▸ Set tasks:
a) In the actuator passage, what does FIG. 5b depict?
b) Copy out the part of the actuator passage starting at "U.S. Pat. No. 6,759,790;" and ending at "Pat. No. 6,924,586.".
c) For each statement, say yes or no depending on whether the actuator passage agrees, and quote the words that settle it. (i) The actuator can also be used to collect electrical energy from mechanical motion. (ii) FIG. 2 shows a side view of the actuator. (iii) The application incorporates U.S. Publication Number 2005/0231077 by reference.

The present disclosure relates to a small-scale piezo- or smart-material-actuator that can produce usable mechanical motion from electrical energy and can also serve to harvest electrical energy from mechanical motion. Actuators are known in the art. However, such devices are relatively large, and are not well-suited to applications requiring micro- or nano-sized components. The present disclosure corrects these shortcomings by providing more efficient actuators based on piezo- or smart-materials and methods of manufacturing said actuators in extremely small sizes.

This application hereby incorporates by reference U.S. Publication Number 2005/0231077 and U.S. Patents:

U.S. Pat. No. 6,717,332;

U.S. Pat. No. 6,548,938;

U.S. Pat. No. 6,737,788;

U.S. Pat. No. 6,836,056;

U.S. Pat. No. 6,879,087;

U.S. Pat. No. 6,759,790;

U.S. Pat. No. 7,132,781;

U.S. Pat. No. 7,126,259;

U.S. Pat. No. 6,870,305;

U.S. Pat. No. 6,975,061;

U.S. Pat. No. 7,368,856; and

U.S. Pat. No. 6,924,586.

BRIEF DESCRIPTION OF THE DRAWINGS

Other features in the disclosure will become apparent from the attached drawings, which illustrate certain preferred embodiments of the apparatus of this disclosure, wherein

FIG. 1 shows a side view of a preferred embodiment of an actuator in accordance with the present disclosure;

FIG. 2 shows an isometric view of a preferred embodiment of an actuator in accordance with the present disclosure;

FIG. 3 shows an isometric view of a section of a piezoelectric stack suitable for use with an apparatus in accordance with the present disclosure;

FIG. 4 illustrates a multilayer piezoelectric stack suitable for use with an apparatus in accordance with the present disclosure;

FIG. 5a shows a side view of a preferred embodiment of a nano-actuator in accordance with the present disclosure using a single crystal piezoelectric material. FIG. 5b depicts the width of the nano-actuator depicted in FIG. 5a.

▸ Dataset extract:

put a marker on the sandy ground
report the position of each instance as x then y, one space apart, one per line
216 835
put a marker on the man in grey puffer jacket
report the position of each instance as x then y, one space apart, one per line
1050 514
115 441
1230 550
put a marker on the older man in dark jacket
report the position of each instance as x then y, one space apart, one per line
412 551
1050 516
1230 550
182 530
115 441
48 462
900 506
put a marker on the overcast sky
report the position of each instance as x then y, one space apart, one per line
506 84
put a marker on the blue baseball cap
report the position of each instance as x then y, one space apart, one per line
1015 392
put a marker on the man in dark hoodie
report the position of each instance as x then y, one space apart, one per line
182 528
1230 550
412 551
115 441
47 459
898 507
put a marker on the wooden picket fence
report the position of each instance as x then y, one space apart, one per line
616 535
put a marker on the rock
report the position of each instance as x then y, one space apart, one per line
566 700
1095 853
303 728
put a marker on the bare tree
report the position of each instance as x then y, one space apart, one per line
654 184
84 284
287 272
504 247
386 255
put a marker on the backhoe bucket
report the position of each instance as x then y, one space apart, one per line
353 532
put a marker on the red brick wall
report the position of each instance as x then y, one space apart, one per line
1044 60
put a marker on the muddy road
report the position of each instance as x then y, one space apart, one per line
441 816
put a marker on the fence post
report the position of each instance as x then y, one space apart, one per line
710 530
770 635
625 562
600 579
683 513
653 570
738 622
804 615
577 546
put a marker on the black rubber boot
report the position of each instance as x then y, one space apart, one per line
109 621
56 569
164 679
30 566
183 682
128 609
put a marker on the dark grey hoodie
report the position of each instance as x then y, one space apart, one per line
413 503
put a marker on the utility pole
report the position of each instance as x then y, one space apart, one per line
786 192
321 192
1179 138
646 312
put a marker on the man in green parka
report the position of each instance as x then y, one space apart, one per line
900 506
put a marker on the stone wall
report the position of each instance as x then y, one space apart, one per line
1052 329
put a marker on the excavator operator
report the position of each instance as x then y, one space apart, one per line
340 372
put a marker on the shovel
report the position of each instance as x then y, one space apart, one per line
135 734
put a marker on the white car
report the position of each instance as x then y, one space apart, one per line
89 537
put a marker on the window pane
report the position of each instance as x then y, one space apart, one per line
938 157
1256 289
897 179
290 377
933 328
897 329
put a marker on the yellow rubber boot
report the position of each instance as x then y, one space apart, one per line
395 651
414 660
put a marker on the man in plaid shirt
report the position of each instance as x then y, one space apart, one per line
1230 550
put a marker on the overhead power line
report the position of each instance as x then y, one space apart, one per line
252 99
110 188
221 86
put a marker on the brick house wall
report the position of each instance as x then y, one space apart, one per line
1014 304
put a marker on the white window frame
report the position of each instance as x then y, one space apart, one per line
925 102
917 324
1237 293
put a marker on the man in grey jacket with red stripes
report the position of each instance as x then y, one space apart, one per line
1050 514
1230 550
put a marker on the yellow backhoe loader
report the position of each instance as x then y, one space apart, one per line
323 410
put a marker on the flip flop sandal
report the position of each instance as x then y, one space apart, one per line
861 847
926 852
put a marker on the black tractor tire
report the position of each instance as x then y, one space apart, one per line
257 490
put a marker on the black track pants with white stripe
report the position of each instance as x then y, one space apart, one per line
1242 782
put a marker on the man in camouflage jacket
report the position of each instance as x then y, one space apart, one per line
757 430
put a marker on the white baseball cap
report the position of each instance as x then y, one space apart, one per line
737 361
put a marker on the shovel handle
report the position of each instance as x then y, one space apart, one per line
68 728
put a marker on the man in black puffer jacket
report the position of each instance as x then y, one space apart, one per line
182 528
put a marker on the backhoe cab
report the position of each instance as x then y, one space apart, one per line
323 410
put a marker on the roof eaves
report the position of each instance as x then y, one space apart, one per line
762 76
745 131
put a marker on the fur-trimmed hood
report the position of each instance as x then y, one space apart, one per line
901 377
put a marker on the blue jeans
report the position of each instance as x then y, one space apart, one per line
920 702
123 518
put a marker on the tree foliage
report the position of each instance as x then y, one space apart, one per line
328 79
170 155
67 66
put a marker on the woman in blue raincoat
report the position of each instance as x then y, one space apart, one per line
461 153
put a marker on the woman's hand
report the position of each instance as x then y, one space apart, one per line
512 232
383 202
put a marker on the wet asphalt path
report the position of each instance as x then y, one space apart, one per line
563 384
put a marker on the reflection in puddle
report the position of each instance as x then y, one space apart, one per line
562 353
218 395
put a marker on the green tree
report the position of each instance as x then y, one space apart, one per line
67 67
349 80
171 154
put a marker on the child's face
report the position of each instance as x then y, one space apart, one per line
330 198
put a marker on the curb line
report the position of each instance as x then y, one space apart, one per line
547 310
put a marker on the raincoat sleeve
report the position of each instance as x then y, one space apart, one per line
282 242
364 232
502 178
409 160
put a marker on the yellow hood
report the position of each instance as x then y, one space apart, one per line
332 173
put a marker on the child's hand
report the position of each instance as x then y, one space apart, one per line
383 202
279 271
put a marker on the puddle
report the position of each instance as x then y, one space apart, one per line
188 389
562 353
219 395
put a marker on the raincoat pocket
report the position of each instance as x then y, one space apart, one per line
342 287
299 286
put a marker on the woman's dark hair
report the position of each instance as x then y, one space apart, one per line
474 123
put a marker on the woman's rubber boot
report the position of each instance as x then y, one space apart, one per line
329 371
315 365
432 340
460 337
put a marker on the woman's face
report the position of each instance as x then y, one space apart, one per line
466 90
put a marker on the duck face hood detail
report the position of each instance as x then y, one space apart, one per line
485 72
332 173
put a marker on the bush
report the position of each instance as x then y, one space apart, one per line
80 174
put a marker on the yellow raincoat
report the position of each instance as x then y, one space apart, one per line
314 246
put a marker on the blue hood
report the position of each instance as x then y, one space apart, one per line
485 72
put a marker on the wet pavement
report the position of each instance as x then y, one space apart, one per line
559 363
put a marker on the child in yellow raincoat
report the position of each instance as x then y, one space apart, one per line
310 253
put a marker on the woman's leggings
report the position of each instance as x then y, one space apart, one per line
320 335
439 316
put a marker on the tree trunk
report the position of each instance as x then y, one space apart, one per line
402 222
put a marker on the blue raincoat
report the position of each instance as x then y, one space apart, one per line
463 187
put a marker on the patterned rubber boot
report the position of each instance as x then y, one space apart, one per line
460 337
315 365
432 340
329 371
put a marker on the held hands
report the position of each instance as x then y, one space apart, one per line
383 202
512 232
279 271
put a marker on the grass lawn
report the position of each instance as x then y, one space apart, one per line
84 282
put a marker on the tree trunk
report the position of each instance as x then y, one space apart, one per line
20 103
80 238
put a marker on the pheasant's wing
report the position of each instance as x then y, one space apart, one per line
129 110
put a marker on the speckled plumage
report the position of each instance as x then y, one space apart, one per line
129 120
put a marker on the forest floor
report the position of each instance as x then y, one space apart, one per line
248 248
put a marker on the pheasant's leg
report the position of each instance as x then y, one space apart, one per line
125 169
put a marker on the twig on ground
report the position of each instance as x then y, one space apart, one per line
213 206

▸ Answers to the exercise:
a) The width of the nano-actuator depicted in FIG. 5a.

b)
U.S. Pat. No. 6,759,790;

U.S. Pat. No. 7,132,781;

U.S. Pat. No. 7,126,259;

U.S. Pat. No. 6,870,305;

U.S. Pat. No. 6,975,061;

U.S. Pat. No. 7,368,856; and

U.S. Pat. No. 6,924,586.

c)
(i) Yes: "can also serve to harvest electrical energy from mechanical motion"
(ii) No: "FIG. 2 shows an isometric view of a preferred embodiment of an actuator"
(iii) Yes: "This application hereby incorporates by reference U.S. Publication Number 2005/0231077"